▸ WHAT IS ASKED
Copy every line starting at the line containing "walking for treatment mapping." and ending at the line containing "[115,130,812,735]", both included, and raise each bounding box coordinate by 26. Leave all other text unchanged.

Stored items:
┌──
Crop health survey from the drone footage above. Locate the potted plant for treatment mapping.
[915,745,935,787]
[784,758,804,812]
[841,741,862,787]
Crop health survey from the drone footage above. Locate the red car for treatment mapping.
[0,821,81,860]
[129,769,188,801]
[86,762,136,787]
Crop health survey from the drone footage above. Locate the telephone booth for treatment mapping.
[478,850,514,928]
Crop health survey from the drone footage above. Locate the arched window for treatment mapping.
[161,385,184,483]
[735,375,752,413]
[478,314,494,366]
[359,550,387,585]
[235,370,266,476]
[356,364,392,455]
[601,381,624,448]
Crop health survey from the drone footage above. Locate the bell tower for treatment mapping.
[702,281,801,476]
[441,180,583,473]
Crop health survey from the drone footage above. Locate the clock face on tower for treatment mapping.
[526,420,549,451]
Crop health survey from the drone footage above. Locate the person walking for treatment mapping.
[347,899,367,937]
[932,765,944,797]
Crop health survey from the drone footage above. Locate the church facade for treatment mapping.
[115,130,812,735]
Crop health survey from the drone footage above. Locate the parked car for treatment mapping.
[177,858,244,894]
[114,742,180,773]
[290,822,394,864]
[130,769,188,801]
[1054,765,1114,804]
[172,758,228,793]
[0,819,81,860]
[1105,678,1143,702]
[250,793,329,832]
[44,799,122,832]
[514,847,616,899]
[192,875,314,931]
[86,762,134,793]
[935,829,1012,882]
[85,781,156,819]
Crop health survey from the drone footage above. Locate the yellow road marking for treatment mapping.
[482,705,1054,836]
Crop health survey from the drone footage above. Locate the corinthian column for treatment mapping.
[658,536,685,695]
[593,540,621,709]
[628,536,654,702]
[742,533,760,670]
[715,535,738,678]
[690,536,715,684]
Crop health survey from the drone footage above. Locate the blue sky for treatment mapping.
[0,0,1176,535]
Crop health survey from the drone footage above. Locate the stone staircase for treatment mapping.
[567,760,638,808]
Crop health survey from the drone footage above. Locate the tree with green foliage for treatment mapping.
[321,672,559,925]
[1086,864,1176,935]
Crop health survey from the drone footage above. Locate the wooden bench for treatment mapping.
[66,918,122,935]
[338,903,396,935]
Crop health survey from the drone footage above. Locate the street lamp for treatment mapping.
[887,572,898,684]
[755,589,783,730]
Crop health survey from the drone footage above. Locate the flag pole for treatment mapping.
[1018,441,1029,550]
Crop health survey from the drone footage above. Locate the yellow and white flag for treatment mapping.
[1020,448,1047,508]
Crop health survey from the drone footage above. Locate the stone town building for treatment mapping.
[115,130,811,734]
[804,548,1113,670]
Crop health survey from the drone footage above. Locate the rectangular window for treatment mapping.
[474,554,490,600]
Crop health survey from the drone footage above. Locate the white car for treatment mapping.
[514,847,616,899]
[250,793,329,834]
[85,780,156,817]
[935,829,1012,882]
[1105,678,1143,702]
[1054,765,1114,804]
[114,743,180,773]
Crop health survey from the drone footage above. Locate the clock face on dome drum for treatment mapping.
└──
▸ WRITTEN REPLY
Crop health survey from the drone footage above. Locate the person walking for treatment mapping.
[373,925,393,963]
[958,791,970,823]
Crop health survey from the drone footage above. Locate the church facade for treatment mapping.
[141,156,838,761]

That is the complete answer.